EXERCISE DETAILS: Sift the listing for lines that hold the string "Target" and pull them out.

DATA:
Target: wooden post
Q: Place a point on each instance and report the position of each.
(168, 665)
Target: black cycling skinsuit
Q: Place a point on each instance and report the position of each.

RESPONSE AREA:
Target: wooden post
Target: black cycling skinsuit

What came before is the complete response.